• _题目要求_: 下面这篇讲基于TensorFlow的SSD车辆检测的教程写到最后一行为止，请从那一行之后接着往下写。

基于TensorFlow的SSD车辆检测-3

百度云链接总是挂掉，大家实在有需要发我邮箱吧[email protected]

此系列博客是用来学习Tensorflow和Python的，由于是新手上车，如有错误之处希望大家不吝指出。

整个项目可以从百度云下载：
链接：https://pan.baidu.com/s/1f2JPJpE7m5M2kSifMP0-Lw 密码：9p8v

谷歌云盘：

https://drive.google.com/open?id=1_IpPGwND0D0HPCJ9zNAKAInv5J5GaB2g

三. label制备以及batch数据供给

本环节主要包含下面三块内容：

一些关于anchor生成的常量**
介绍如何通过原始的标注框来生成计算Loss所需的label以及mask;
如果在训练阶段批量的提供训练数据，并包含shuffle等操作；

1.一些关于anchor生成的常量

在constants.py文件中定义了一些关于anchor的常量：

# coding=utf-8

# to pre-define some constant variables

# SSD网络中6个预测分支中feature map的大小
feature_size = [38, 19, 10, 5, 3, 1]

# 300 / feature_size：feature map中像素在原图中对应的感受野比例
anchor_steps = [8, 16, 30, 60, 100, 300]

# 6个预测分支分别对应的anchor类别数。注意：SSD原文中是[4 6 6 6 4 4 ]，但是由于KITTI中图片缩放后导致存在更多的小目标，因此为了提高小目标的检测率，将第一个分支的anchor的种类由4提高到6.
anchors_num = [6, 6, 6, 6, 4, 4]

# 则anchor的总数量也由原文中的8732提高到11620
all_anchors_num = 11620

# 6个分支所使用的anchor的长宽比，注意长宽比1:1的anchor有两种，但大小不一
anchors_ratio = [[1, 1, 2, 0.5, 3, 1./3],
                 [1, 1, 2, 0.5, 3, 1./3],
                 [1, 1, 2, 0.5, 3, 1./3],
                 [1, 1, 2, 0.5, 3, 1./3],
                 [1, 1, 2, 0.5],
                 [1, 1, 2, 0.5]]

# 按照论文规则设计的anchor大小：最小0.07，最大的0.87，然后等差分配，则6种anchor的大小占原图的百分比依次为[0.07 0.23 ... 0.87]
# 特别的，对于长宽比1:1的anchor，再增加一种稍大的尺寸
# the first: ratio=1, sqrt(S_k*S_(k+1))

• _数据集节选_:
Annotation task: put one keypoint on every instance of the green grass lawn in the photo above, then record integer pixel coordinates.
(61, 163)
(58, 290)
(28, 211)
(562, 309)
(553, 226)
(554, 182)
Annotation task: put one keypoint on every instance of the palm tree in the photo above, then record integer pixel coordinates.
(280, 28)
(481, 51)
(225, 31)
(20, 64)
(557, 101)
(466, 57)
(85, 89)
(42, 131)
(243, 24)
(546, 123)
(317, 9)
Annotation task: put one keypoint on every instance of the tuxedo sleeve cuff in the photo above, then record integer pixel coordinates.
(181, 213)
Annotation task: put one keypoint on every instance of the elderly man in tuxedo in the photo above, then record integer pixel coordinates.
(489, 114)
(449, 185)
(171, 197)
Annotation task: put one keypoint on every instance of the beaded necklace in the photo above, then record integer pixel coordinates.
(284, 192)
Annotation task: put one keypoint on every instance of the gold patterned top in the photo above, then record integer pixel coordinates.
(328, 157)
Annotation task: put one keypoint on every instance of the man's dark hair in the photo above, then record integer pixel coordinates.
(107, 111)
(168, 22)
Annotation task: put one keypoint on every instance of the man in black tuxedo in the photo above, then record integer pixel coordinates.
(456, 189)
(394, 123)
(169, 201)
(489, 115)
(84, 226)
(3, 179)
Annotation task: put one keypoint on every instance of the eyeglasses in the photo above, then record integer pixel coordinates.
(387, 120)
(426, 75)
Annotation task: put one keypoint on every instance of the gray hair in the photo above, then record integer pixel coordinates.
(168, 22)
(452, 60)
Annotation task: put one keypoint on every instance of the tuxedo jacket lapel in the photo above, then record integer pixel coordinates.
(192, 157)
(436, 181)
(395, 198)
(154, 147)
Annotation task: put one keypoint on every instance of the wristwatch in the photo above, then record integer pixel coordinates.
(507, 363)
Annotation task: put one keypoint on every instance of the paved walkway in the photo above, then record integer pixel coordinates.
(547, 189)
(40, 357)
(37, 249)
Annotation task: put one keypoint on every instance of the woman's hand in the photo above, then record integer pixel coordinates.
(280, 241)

• _输出结果_:
# the second: 0.07+(k-1)*(0.87-0.1)/(6-1), k=1...6
"""anchors_scales = [[0.13, 0.07],
                  [0.30, 0.23],
                  [0.46, 0.39],
                  [0.62, 0.55],
                  [0.79, 0.71],
                  [0.95, 0.87]]"""

# 300*anchors_scales
anchors_size = [[39, 21],
                [90, 69],
                [138, 108],
                [186, 165],
                [237, 213],
                [285, 261]]

2.如何生成label以及mask

我生成label的方法比较呆板：
- （1）首先利用genBatch.py中的gen_anchors函数生成所有可能的anchors，维度为11620*4（坐标格式为[x y w h]）;
- （2）然后利用genBatch.py中的gen_labels循环处理每一个标注的车辆的bounding box：每一个bounding box都去和所有anchors计算IOU，如果和某些anchor的IOU大于一定阈值，就将该anchor的属性label置为1，并按照下式计算相应的bounding box offset:

这里写图片描述

相应的计算函数如下：

# compute normalized offset between boxG(ground truth) and boxD(default anchor) [x,y,w,h]
def compute_offset(boxG, boxD):
    offset = np.zeros([1, 4])
    # offset_x, offset_dy
    offset[0, :2] = [(boxG[0] - boxD[0]) / boxD[2], (boxG[1] - boxD[1]) / boxD[3]]
    # offset_w, offset_h
    offset[0, 2:] = np.log([boxG[2] / boxD[2], boxG[3] / boxD[3]])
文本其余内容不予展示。